Assignment → Whatever the records hold, copy it exactly and completely.

Records supplied →
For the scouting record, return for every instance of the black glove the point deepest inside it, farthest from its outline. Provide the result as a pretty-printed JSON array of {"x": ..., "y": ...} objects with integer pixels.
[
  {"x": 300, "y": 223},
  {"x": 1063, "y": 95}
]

Your solution →
For the scouting record, return for every instance of the black glove the point deepest inside it, farthest from its outline. Provide the result as a pretty-printed JSON array of {"x": ..., "y": ...} objects with integer pixels.
[
  {"x": 300, "y": 223},
  {"x": 1063, "y": 95}
]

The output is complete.